* Task *
Repeat exactly the lines that run from the one containing "Run detection for: skirting board" to the end of the data, and leave out all others.

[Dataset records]
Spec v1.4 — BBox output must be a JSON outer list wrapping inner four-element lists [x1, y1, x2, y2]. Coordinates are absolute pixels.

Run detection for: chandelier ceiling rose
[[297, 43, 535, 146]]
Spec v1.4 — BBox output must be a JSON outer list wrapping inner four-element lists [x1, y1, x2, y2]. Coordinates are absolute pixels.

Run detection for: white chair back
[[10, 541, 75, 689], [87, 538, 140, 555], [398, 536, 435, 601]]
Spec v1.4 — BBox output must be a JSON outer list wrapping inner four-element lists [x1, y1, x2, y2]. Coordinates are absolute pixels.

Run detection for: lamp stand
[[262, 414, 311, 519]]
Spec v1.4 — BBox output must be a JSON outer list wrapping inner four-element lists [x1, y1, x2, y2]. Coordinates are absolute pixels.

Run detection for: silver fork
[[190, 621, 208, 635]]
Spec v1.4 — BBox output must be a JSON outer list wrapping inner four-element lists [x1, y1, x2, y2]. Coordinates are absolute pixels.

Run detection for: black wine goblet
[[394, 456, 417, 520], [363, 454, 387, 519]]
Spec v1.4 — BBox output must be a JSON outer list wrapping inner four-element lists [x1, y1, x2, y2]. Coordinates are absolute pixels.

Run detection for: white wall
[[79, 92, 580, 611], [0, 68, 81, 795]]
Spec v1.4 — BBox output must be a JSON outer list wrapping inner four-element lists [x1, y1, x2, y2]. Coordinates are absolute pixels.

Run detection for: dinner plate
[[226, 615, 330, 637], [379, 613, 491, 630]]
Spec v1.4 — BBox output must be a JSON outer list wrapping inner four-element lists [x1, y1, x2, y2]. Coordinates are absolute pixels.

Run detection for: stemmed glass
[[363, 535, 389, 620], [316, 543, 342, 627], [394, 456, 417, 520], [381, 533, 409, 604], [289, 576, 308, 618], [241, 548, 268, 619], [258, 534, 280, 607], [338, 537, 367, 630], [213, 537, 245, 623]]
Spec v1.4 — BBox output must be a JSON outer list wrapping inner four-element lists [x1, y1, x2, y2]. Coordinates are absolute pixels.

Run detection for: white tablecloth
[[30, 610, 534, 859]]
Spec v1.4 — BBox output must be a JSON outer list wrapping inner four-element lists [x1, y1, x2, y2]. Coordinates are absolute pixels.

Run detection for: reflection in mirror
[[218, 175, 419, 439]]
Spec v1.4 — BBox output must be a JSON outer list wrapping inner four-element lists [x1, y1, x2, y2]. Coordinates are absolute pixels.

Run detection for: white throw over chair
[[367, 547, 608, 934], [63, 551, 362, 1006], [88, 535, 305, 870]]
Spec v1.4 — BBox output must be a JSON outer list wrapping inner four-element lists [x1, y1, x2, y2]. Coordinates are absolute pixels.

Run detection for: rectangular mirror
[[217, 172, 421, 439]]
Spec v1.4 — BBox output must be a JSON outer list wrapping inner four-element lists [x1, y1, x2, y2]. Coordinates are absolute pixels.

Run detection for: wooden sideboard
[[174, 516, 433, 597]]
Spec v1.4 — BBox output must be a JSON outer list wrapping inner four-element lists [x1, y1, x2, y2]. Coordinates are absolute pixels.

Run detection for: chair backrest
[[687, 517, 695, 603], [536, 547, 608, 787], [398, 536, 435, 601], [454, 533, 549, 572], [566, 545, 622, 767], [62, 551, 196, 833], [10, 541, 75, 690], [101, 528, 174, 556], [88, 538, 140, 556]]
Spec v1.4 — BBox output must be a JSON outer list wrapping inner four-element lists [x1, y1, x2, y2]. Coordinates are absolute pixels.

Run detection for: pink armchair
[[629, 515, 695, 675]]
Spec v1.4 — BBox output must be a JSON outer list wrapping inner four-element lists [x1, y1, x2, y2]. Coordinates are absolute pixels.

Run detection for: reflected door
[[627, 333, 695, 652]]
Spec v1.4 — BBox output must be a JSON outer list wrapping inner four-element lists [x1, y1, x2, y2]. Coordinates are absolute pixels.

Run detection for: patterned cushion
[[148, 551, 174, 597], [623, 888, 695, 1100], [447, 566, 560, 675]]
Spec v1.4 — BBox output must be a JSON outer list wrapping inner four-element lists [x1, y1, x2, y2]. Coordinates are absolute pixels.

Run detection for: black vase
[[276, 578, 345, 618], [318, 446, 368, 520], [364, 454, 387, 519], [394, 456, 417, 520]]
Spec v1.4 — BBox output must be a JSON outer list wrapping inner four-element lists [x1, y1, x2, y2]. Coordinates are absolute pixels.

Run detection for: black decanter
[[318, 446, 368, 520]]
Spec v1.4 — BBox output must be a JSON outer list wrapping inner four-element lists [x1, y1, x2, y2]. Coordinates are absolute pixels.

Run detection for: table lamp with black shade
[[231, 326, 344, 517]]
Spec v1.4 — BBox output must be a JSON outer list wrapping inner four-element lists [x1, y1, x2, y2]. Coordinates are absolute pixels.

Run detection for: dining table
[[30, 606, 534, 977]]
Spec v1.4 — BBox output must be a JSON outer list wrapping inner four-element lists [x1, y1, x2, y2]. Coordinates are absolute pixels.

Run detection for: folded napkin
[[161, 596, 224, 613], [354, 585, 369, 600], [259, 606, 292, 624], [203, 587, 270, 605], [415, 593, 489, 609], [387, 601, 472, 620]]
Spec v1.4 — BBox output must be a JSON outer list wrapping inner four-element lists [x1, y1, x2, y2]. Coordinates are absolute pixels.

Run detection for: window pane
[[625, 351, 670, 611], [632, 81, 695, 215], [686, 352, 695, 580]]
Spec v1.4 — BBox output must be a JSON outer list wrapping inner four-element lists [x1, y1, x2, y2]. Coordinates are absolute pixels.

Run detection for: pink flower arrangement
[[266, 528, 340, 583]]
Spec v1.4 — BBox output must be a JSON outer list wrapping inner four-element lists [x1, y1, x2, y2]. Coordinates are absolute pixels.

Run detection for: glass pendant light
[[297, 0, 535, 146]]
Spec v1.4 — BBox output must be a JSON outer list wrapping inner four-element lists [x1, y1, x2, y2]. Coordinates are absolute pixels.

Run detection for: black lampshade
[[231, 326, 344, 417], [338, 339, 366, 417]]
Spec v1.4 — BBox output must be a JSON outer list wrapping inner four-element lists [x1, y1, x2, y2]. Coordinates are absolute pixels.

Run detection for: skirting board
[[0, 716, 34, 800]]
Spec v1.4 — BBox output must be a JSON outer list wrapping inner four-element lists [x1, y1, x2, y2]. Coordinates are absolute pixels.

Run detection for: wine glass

* Output of the exercise *
Run detection for: skirting board
[[0, 716, 34, 800]]
Spec v1.4 — BBox output must be a JSON outer list wrapping inner four-element lists [x1, y1, x2, y2]. Coordinates are absolute pixels.

Run detection for: wine glass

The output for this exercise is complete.